[[ MATERIAL SHOWN, beginning ]]

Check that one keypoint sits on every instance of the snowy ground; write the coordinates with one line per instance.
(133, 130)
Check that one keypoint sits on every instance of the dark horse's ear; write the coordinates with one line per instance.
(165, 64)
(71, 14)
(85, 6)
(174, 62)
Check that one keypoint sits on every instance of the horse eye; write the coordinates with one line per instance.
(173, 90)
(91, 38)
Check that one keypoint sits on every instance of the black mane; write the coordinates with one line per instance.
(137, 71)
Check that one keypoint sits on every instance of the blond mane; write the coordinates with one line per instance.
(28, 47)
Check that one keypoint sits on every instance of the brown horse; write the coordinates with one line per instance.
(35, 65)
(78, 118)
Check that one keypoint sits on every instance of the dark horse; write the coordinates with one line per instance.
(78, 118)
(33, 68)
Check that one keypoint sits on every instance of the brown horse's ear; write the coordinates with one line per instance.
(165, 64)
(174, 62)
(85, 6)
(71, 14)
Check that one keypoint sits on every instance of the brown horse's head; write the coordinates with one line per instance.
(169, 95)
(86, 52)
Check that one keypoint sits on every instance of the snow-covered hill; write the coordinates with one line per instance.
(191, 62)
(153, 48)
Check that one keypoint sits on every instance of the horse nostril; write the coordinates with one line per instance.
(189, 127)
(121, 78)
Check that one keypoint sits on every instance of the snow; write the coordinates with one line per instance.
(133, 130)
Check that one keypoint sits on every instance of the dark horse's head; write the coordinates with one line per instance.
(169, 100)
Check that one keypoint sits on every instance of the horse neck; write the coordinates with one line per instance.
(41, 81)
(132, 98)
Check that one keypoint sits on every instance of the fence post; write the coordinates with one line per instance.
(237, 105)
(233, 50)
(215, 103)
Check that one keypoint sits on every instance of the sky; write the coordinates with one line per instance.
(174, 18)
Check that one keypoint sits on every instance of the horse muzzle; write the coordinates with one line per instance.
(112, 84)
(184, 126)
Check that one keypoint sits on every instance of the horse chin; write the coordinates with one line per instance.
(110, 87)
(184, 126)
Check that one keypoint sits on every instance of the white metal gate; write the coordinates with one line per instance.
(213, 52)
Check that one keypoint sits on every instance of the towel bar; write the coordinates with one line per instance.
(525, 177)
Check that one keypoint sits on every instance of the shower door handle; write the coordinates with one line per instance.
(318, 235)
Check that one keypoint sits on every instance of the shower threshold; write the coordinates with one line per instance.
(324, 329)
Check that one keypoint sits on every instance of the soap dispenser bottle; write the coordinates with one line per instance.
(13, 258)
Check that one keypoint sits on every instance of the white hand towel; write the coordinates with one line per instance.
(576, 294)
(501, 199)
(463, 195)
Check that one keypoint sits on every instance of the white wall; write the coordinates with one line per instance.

[[ MATERIAL SHOWN, end ]]

▶ PROBLEM TO SOLVE
Retype nothing except the lines from the line holding "the white hand" through the last line of the entries, both included.

▶ WORKED SOLUTION
Check that one keypoint sits on every instance of the white hand towel; write the coordinates with one line per instance.
(576, 294)
(501, 199)
(463, 195)
Check that one keypoint sits on every instance of the white wall; write the coordinates with one line per instance.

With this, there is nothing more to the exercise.